Data>
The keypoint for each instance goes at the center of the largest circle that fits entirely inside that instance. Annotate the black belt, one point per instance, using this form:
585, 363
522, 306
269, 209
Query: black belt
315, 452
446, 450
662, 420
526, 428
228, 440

Task details> Please rewrite the entries above, changing each "black belt" to "leather belt" and leaving everything else unchanged.

Written reply>
The keypoint for each instance goes at the center of the largest circle that fits entirely inside that instance. Annotate the leather belt, one point per instance, using this form:
585, 363
522, 306
269, 209
Query: leather belt
315, 452
446, 450
662, 420
526, 428
228, 440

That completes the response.